▶ [Work instructions]: According to the contest page, which version of the training-data annotations does this contest use?
== Extract provided
Challenge Overview
This Marathon Match is part of the March Madness Marathon Match Series and will have the following prizes and bonuses:
Prize Distribution
1st $12,000
2nd $8,000
3rd $6,000
4th $4,000
5th $3,000
Total Prizes $33,000
In addition to the main prizes there are special prizes of $250 each for the highest scoring
-
first-time marathon participant,
-
participant who hasn't submitted since 2016, and
-
first-time sponsored marathon participant.
See here for details.
Introduction
Facial re-id is a cornerstone capability in many forward-looking applications. The ability to not only detect faces, but also distinguish if a face has been seen before has a broad range of applications. From robot-human interactions to biometric user identification, the ability to distinguish people from each other and recognize someone that has been seen before is an empowering capability. This competition is interested in an algorithm capable of performing facial re-id on a dataset containing multiple images of multiple people. The dataset has a number of heterogeneous image conditions and environments, including varying lighting, posture, occlusion and blurriness. This challenge aims to develop a facial re-id algorithm that can identify various people across images, reporting when it sees a person that it has been trained to recognize. The model should also be capable of localizing the position of the face in the context of the full scene.
Your task will be to detect bounding boxes containing faces from images captured from video frames. The bounding boxes and the person identifiers you detect will be compared to ground truth, the quality of your solution will be measured using the mean average precision metric.
Input files
This contest uses a data set that was prepared for a recent similar contest, see this page for details: [Opensetface]. You will need to agree to the Data Usage Terms on [Opensetface] before downloading the files.
Most of the information described at [Opensetface] is valid for the current contest as well, but be mindful about some important differences:
-
[Opensetface] describes two tasks: face detection and face recognition. This current contest concerns only the face recognition task. However, there is a separate contest about face detection as well, running in parallel to this contest, using the same input data.
-
The scoring metric is different, see below at Scoring for details.
-
The format of the required output is different, see below at Output file and Submission format for details.
Important notes:
-
Use only the images found in the Training folder of the [Opensetface] data access page. This contest uses different images for provisional and final testing than those listed in the Testing and Validation folders of [Opensetface]. Using Opensetface's testing and validation data for training is strictly prohibited. Such usage will be checked in final testing.
-
[Opensetface] gives two versions of annotations for the training data. In this contest version 2 is used (see protocol_v2.zip on the data access page).
Provisional test data
Provisional test data can be downloaded from this AWS S3 bucket:
Bucket name: neptune-face-detect
Access key ID: AKIAJNVC7PEDQRPLM6AQ
Secret access key: 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
(If you are unfamiliar with AWS S3 technology then this document can help you get started. Note that the document was prepared for a previous image processing contest, but most of its content - like how to set up an AWS account or what are the tools you can use - is relevant in this challenge as well.)
====
== Dataset
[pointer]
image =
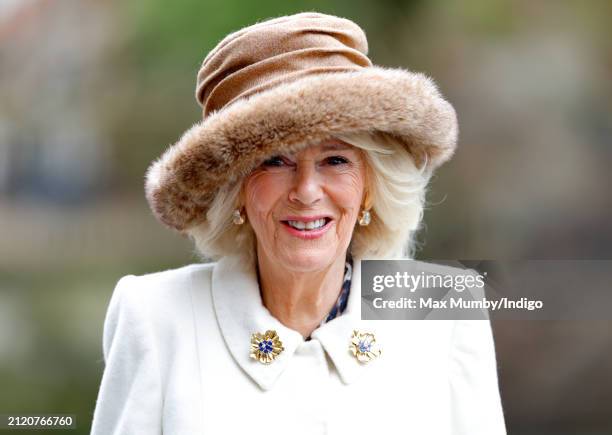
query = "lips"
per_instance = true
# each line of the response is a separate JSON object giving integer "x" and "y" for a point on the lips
{"x": 310, "y": 227}
{"x": 310, "y": 223}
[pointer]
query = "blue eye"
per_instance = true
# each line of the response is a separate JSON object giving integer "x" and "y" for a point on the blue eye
{"x": 274, "y": 161}
{"x": 336, "y": 160}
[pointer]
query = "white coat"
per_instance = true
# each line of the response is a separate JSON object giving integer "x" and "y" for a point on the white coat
{"x": 176, "y": 346}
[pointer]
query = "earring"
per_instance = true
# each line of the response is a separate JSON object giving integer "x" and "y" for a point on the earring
{"x": 237, "y": 217}
{"x": 365, "y": 218}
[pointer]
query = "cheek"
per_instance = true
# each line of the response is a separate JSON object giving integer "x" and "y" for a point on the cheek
{"x": 347, "y": 193}
{"x": 261, "y": 193}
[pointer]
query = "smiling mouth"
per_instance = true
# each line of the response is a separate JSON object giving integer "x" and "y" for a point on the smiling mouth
{"x": 314, "y": 225}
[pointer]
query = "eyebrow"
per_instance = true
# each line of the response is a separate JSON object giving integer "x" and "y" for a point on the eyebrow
{"x": 335, "y": 146}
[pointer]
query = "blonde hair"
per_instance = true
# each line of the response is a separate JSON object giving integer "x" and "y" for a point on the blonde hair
{"x": 396, "y": 187}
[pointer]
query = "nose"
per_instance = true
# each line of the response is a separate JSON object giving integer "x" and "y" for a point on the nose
{"x": 306, "y": 187}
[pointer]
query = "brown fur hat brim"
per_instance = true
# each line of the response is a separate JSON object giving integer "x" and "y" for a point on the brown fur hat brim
{"x": 230, "y": 143}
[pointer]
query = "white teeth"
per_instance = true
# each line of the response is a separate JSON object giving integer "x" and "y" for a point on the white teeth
{"x": 312, "y": 225}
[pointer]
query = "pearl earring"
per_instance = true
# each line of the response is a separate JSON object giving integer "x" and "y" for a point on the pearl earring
{"x": 237, "y": 217}
{"x": 365, "y": 218}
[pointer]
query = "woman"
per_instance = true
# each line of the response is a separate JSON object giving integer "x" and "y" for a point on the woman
{"x": 308, "y": 159}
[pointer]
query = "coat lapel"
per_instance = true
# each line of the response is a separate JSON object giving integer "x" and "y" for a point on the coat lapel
{"x": 240, "y": 312}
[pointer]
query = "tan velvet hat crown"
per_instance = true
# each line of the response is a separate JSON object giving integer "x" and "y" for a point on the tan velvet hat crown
{"x": 282, "y": 85}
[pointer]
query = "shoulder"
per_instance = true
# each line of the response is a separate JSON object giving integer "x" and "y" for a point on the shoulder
{"x": 164, "y": 284}
{"x": 162, "y": 294}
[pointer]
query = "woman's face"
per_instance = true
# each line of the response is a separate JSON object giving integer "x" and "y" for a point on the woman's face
{"x": 303, "y": 207}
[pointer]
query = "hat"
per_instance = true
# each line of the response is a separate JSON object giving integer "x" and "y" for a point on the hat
{"x": 282, "y": 85}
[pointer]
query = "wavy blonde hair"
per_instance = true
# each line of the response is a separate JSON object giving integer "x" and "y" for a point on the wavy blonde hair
{"x": 396, "y": 188}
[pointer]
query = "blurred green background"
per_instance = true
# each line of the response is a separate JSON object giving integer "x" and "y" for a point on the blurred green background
{"x": 92, "y": 91}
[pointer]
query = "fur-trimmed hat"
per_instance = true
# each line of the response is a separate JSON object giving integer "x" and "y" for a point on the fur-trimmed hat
{"x": 282, "y": 85}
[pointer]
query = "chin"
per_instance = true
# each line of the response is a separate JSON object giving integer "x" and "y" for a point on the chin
{"x": 307, "y": 260}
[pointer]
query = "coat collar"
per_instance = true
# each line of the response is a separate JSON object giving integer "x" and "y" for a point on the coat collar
{"x": 240, "y": 312}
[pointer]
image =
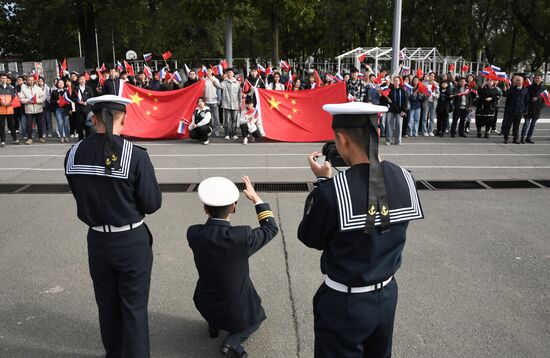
====
▶ [Problem solution]: Version 2, provided in protocol_v2.zip on the data access page.